Given problem A ▸ Copy the notebook text starting at "In this notebook" and ending at "and its bounds.", with "notebook" replaced by "tutorial".
Given problem B ▸ In the notebook, over what interval is the sinusoid objective function to be maximized?

Page ▸
=======
# Getting Started

In this notebook we use boax to demonstrate a single step of a typical bayesion optimization process.

We will begin by defining the latent objective function we want to maximize and its bounds.

In [1]:
from jax import config

# Double precision is highly recommended.
config.update("jax_enable_x64", True)

from jax import jit
from jax import lax
from jax import nn
from jax import numpy as jnp
from jax import random
from jax import scipy
from jax import value_and_grad

import optax

from boax.prediction import kernels, means, models
from boax.optimization import acquisitions, maximizers

As our latent objective function we chose a sinusoid that we aim to maximize in the interval of [-3, 3].

In [2]:
bounds = jnp.array([[-3, 3]])

In [3]:
def objective(x):
  return jnp.sin(4 * x[..., 0]) + jnp.cos(2 * x[..., 0])

To create the observation training data we sample random points from a uniform distribution, evaluate the objective functions at those points, and finish by adding gaussian noise.
=======
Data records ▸
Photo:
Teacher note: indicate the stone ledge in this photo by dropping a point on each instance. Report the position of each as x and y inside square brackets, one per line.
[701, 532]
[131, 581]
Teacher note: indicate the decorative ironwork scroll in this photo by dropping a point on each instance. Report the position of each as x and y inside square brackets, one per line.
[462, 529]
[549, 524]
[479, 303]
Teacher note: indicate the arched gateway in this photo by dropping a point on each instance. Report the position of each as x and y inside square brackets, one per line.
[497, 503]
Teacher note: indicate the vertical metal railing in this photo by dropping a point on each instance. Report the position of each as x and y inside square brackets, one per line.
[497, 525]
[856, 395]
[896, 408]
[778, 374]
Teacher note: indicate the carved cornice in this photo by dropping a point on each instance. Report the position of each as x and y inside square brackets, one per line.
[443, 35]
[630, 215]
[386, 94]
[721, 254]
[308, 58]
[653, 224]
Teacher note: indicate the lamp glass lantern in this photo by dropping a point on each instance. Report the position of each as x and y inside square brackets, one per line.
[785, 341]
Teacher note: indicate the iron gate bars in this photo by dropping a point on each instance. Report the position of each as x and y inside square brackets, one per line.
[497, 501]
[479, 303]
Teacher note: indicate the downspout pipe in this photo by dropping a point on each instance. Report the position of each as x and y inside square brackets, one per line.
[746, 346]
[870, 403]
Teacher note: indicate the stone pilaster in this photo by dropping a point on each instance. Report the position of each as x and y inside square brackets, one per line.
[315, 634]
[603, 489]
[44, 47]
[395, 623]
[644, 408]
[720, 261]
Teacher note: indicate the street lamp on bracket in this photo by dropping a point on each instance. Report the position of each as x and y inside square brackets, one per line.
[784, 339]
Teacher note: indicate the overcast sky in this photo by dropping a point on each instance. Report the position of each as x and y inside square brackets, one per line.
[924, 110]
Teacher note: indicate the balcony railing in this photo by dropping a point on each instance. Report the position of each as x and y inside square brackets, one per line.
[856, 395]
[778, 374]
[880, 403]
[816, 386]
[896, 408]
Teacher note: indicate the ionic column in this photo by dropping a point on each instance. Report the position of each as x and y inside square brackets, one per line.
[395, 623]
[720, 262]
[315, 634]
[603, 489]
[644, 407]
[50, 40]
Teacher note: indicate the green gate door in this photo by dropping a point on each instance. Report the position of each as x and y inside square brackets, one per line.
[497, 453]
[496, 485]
=======
Finished answer A ▸
In this tutorial we use boax to demonstrate a single step of a typical bayesion optimization process.

We will begin by defining the latent objective function we want to maximize and its bounds.

Finished answer B ▸ [-3, 3]